● THE TASK: Each line of the material must be returned exactly.

● RECORDS FOR PROCESSING:
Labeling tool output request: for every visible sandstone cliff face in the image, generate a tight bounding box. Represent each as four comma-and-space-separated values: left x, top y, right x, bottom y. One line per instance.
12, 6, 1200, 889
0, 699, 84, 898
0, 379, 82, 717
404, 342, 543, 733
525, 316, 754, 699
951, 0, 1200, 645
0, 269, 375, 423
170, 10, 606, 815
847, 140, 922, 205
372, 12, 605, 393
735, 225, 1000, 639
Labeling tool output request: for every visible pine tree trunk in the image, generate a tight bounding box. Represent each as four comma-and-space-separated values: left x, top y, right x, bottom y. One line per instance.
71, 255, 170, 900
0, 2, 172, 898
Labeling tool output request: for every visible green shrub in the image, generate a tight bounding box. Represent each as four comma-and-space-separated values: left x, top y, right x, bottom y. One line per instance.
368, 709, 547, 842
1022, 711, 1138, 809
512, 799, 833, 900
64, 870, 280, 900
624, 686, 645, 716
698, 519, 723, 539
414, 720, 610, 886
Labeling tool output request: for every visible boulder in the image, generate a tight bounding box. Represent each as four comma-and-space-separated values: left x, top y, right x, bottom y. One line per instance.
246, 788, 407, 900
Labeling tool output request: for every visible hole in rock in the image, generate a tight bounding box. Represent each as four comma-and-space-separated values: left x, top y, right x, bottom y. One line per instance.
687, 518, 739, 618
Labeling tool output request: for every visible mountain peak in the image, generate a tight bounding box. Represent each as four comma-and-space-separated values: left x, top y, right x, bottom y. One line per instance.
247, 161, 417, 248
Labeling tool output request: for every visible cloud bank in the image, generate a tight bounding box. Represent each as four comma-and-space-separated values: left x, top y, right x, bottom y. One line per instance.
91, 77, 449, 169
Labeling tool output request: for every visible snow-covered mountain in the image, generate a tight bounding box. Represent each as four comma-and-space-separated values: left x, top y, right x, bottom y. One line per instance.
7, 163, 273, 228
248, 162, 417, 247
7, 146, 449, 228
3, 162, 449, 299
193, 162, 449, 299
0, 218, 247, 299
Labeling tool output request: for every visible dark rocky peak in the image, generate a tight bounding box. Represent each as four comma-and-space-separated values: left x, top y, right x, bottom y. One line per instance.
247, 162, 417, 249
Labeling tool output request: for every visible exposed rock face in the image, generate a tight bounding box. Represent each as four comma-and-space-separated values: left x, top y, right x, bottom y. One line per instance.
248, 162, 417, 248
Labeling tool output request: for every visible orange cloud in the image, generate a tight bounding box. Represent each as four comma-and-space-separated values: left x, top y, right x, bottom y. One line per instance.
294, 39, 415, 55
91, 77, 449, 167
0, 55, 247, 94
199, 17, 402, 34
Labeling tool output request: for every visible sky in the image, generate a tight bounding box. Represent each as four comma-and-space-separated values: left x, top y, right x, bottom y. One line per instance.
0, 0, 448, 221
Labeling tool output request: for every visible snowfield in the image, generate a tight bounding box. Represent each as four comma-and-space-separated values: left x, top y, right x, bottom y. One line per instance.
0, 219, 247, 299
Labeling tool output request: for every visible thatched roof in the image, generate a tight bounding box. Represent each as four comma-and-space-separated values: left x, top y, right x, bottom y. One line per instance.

● RESPONSE TO THIS TASK:
Labeling tool output request: for every visible sandstone cliff face in the image, generate a tight bounding box. Represent each as four comma-and-space-separated values: left x, top y, right x, bottom y. One line per instance.
12, 6, 1200, 889
0, 699, 84, 898
0, 379, 82, 717
404, 342, 543, 733
525, 316, 754, 699
951, 0, 1200, 645
0, 269, 375, 423
170, 10, 606, 815
847, 140, 922, 205
372, 12, 605, 393
735, 225, 1000, 639
Labeling tool output request: for every visible pine tree trunk in the image, generate a tight bounding box. Represent each as four comma-and-space-separated values: left x, top y, right x, bottom y. One line per instance.
71, 255, 170, 900
0, 2, 172, 898
Labeling tool output request: for every visible green shrub in the image, generate a tight bounding box. Represent each as four comma-and-space-separated values: left x, top y, right x, bottom y. One line per instance.
368, 709, 547, 842
1022, 711, 1138, 809
512, 799, 833, 900
64, 870, 280, 900
624, 686, 645, 716
698, 519, 723, 539
414, 720, 610, 886
Labeling tool output request: for every visible boulder in the image, generate a tight bounding box. Represent each as four comma-and-space-separated values: left x, top y, right x, bottom y. One line per instance.
246, 788, 407, 900
Labeling tool output request: for every visible hole in rock in the image, generate a tight bounding box. Represent each as four comma-and-space-separated values: left x, top y, right x, bottom y. One line per instance.
687, 518, 739, 618
Labeling tool output request: for every visible mountain peak in the image, generate a tight bounding box. Represent each as four comma-and-space-separated values: left x, top y, right x, bottom y. One line per instance.
247, 161, 417, 248
Labeling tool output request: for every visible cloud bank in the image, generate a tight bounding box. Represent each as four comma-and-space-separated values: left x, top y, right x, bottom y. One line per instance.
91, 77, 449, 169
Labeling tool output request: for every visible snow-covered mountain in the image, generate a tight bounding box. Represent each as four comma-and-space-separated values: left x, top y, right x, bottom y. One line per instance.
7, 163, 273, 228
248, 162, 417, 247
7, 146, 449, 228
3, 162, 449, 299
193, 162, 449, 299
0, 218, 247, 299
Labeling tool output request: for every visible dark rocky peak in the image, generate a tight bounding box. Represent each as four comma-and-space-separated values: left x, top y, right x, bottom y. One line per instance.
247, 162, 417, 249
Labeling tool output request: for every visible exposed rock face in the image, generate a tight bounding box. Represent each as four comma-and-space-separated values: left x, top y, right x, bottom y. One line per instance.
248, 162, 417, 248
Labeling tool output request: for every visible orange cloud in the image, generate a tight bounding box. Represent each as four comma-and-space-separated values: left x, top y, right x, bottom y. One line per instance.
294, 39, 415, 55
91, 77, 449, 167
0, 55, 247, 94
199, 17, 402, 34
Labeling tool output request: for every visible sky in the image, generate a tight bounding box. Represent each as four comma-and-space-separated values: left x, top y, right x, bottom y. One line per instance.
0, 0, 448, 221
Labeling tool output request: for every visible snowfield in the image, generate a tight bounding box. Represent each as four comma-and-space-separated values: left x, top y, right x, bottom y. One line per instance.
0, 219, 247, 299
Labeling tool output request: for every visible thatched roof in the image, generate a tight bounding box. Represent each as four comma-and-space-separated values: left x, top y, right x, bottom y. One line per instance.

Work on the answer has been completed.